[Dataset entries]
** Begin **
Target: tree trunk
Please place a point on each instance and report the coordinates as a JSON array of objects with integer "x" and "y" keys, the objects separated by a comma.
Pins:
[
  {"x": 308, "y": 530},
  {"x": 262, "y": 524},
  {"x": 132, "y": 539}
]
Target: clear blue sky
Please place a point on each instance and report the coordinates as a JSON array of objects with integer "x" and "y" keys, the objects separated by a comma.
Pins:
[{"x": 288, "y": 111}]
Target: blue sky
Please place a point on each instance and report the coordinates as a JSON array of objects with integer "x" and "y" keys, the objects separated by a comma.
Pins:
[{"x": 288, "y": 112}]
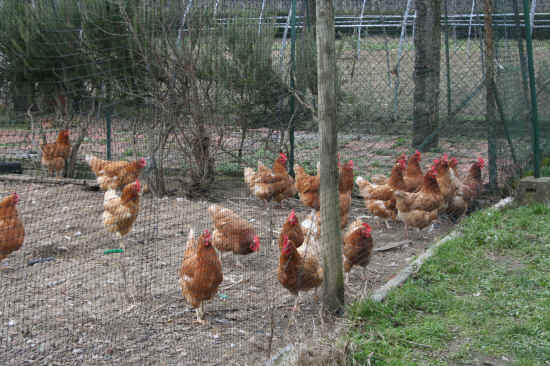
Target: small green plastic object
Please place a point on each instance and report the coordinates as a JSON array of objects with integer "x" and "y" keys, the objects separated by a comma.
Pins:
[{"x": 110, "y": 251}]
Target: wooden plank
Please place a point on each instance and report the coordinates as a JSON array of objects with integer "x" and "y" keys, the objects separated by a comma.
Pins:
[{"x": 90, "y": 184}]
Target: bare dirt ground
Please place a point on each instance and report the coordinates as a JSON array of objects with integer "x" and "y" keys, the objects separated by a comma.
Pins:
[{"x": 86, "y": 307}]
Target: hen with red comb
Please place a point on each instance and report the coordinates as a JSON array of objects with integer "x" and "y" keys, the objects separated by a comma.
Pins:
[
  {"x": 200, "y": 273},
  {"x": 358, "y": 246},
  {"x": 233, "y": 233}
]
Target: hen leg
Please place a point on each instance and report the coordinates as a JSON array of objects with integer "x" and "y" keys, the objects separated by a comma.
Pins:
[
  {"x": 296, "y": 307},
  {"x": 200, "y": 314},
  {"x": 237, "y": 261},
  {"x": 365, "y": 283}
]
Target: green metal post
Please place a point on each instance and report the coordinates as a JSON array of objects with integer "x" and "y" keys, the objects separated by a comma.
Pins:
[
  {"x": 108, "y": 127},
  {"x": 292, "y": 86},
  {"x": 533, "y": 89},
  {"x": 447, "y": 62}
]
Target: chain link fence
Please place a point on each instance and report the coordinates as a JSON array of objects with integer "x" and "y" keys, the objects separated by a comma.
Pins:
[{"x": 202, "y": 90}]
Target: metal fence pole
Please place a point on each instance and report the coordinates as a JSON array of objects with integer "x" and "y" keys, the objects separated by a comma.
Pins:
[
  {"x": 292, "y": 86},
  {"x": 447, "y": 62},
  {"x": 533, "y": 89},
  {"x": 490, "y": 96},
  {"x": 108, "y": 132}
]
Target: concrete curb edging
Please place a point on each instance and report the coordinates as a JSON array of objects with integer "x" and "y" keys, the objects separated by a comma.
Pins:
[{"x": 285, "y": 354}]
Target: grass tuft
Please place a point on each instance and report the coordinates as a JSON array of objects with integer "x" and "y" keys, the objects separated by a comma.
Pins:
[{"x": 482, "y": 299}]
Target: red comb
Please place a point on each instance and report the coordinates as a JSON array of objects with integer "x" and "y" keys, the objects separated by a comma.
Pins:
[{"x": 367, "y": 228}]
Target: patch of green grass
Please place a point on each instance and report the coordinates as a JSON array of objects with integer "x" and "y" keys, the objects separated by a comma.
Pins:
[
  {"x": 401, "y": 142},
  {"x": 484, "y": 295}
]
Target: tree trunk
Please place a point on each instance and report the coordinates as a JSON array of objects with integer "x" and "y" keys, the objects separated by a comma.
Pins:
[
  {"x": 331, "y": 239},
  {"x": 427, "y": 42}
]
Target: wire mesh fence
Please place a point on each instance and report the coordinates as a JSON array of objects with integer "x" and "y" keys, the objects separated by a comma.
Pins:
[{"x": 202, "y": 90}]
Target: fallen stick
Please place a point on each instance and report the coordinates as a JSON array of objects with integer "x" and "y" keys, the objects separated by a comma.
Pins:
[{"x": 392, "y": 245}]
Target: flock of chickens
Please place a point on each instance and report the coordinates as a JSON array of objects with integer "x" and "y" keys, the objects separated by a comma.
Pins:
[{"x": 407, "y": 195}]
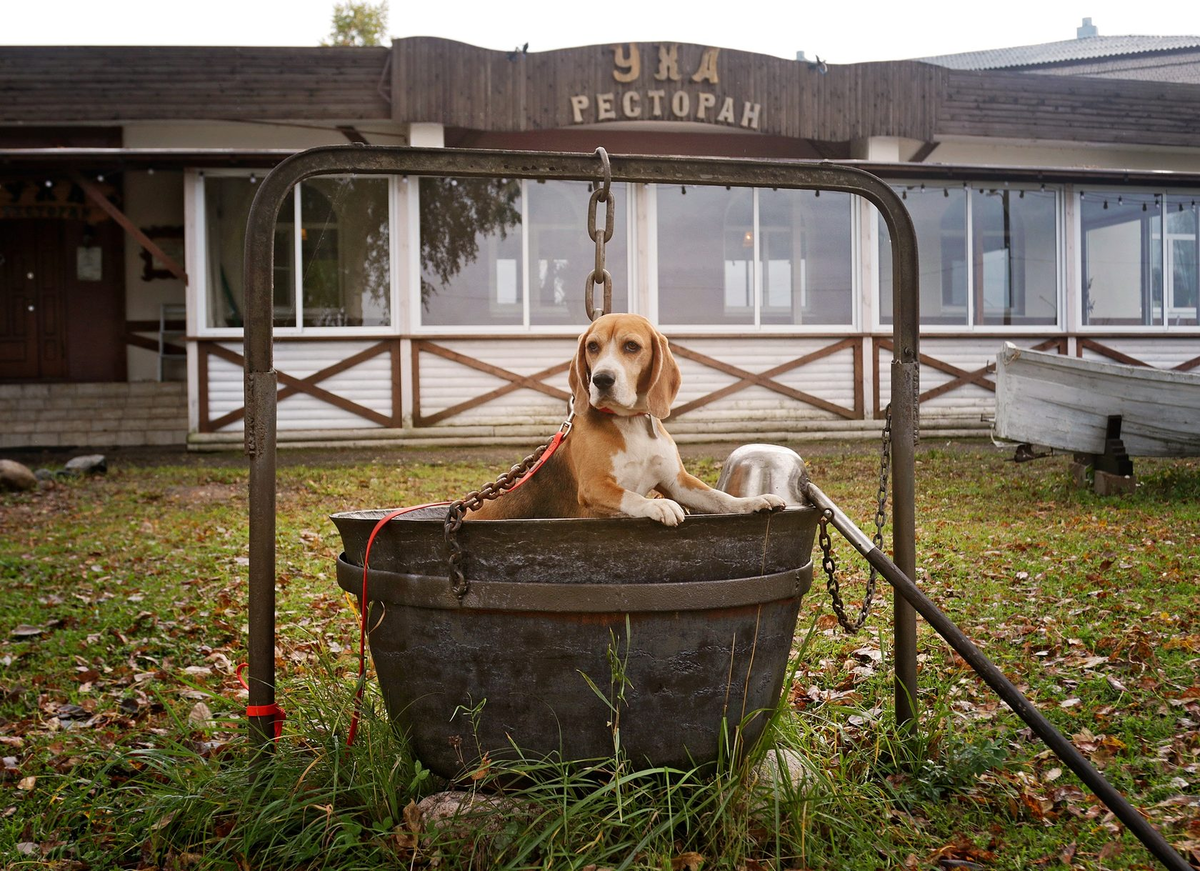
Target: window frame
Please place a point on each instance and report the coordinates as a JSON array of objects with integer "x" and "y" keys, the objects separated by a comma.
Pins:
[
  {"x": 856, "y": 269},
  {"x": 413, "y": 238},
  {"x": 295, "y": 330},
  {"x": 970, "y": 325},
  {"x": 1156, "y": 329}
]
** End **
▶ What the exercise asks
Copy every line of the entries above, keeping each line unchanged. Omit the picture markers from your copy.

▶ The answer
Target: tree trunk
Please place a point on each instance and report the coordinates as a JSON array of objects with integer "x" and "y" keys, the objects separated by a comma.
Pins:
[
  {"x": 308, "y": 530},
  {"x": 262, "y": 524},
  {"x": 132, "y": 539}
]
Target: clear blue sky
Please place a point on each instance and report the coordinates as a JSON array of objects with integer "x" and "y" keys, the objects separated by a comma.
Pins:
[{"x": 288, "y": 111}]
Target: blue sky
Please place a point on each instance and report the coordinates as a JSON array of objects with integer "x" and "y" keys, the objects separated by a comma.
Pins:
[{"x": 288, "y": 112}]
Target: small green plastic object
Please place a point on each instance and report the coordinates as a JSON array of objects with integer "x" and "y" keys, the objects separated by a comma.
Pins:
[{"x": 110, "y": 251}]
Target: wooden plank
Please place a point on each instance and report the coordinates as a JSON array of objects with integer "x" and "y" keys, the objects separated by a comma.
Pins:
[{"x": 90, "y": 184}]
Target: bare dirt ground
Please place a point on each instance and report the coordinates as a JSON array of objects with integer "x" and "y" keys, the objects separated by a comma.
Pins:
[{"x": 86, "y": 307}]
Target: hen with red comb
Please place a point on each instance and report the coordinates as a JSON array of objects with integer "x" and "y" keys, the objects separated by a comma.
Pins:
[
  {"x": 200, "y": 273},
  {"x": 358, "y": 246},
  {"x": 233, "y": 233}
]
Target: hen leg
Please place a point on each instance and report the coordinates as a JSON array of objects with integer "x" and "y" keys, the objects separated by a comma.
Pins:
[
  {"x": 296, "y": 307},
  {"x": 200, "y": 314},
  {"x": 237, "y": 261},
  {"x": 365, "y": 283}
]
Target: green metal post
Please place a point on each instance and report the coordinates as a JSON array of objects with integer "x" and "y" keys, the objects separated by a comma.
Pins:
[
  {"x": 108, "y": 127},
  {"x": 292, "y": 86},
  {"x": 533, "y": 89},
  {"x": 447, "y": 62}
]
Target: chain link fence
Please place a point on each instance and report the coordinates as a JSON array of objects with integer "x" and "y" keys, the objects separated by a comma.
Pins:
[{"x": 202, "y": 90}]
Target: metal fence pole
Please place a point on each instance and report the coordinates as a JSON array of objects with integer "x" and "y" keys, the objects separated by a comma.
Pins:
[
  {"x": 292, "y": 86},
  {"x": 447, "y": 62},
  {"x": 533, "y": 89},
  {"x": 490, "y": 96},
  {"x": 108, "y": 132}
]
Target: concrete curb edging
Please place a point on each instance and report the coordinates as a JSON array of objects with integer "x" and "y" keys, the objects separated by a comma.
Pins:
[{"x": 285, "y": 354}]
Target: grass tuft
Please place a point on each instance and report the coordinates as a JSON array of objects with integer "x" and "y" keys, the objects separated by a comma.
Pins:
[{"x": 482, "y": 299}]
Target: red comb
Please place a point on each instance and report the coordinates as a JSON array of objects with integer "x" and "y" keys, the objects separated by a comma.
Pins:
[{"x": 367, "y": 228}]
Target: patch of green grass
Please place a point on each instance and report the coordinates as a JSON array of objects with integer "x" and "y" keys, the objects separated by a comma.
Pins:
[
  {"x": 401, "y": 142},
  {"x": 484, "y": 295}
]
Target: tree trunk
Please place a point on each instance and report the coordinates as a JSON array of objects with integer "x" and "y" keys, the objects separated by a comma.
Pins:
[
  {"x": 331, "y": 239},
  {"x": 427, "y": 42}
]
Target: wire mesh fence
Please place a point on each instance and report the coordinates as a JSON array of objects with integer "x" and "y" keys, the objects separated by a comma.
Pins:
[{"x": 202, "y": 90}]
Target: fallen stick
Please place a point on each instance and report the coordinates as a JSON array of objects with integer "x" and "y" keys, the objects separated by a comma.
Pins:
[{"x": 392, "y": 245}]
Target: flock of chickens
Please place a point on each instance and report the coordinates as a JSON array of objects with integer "x" and "y" keys, the objects separated by a comma.
Pins:
[{"x": 407, "y": 195}]
Target: window frame
Please place a point on each instance and report the coordinates as a JSON array of objects with integer "x" and "y" keys, the objects separated by a comma.
Pins:
[
  {"x": 856, "y": 269},
  {"x": 413, "y": 238},
  {"x": 295, "y": 330},
  {"x": 970, "y": 325},
  {"x": 1156, "y": 329}
]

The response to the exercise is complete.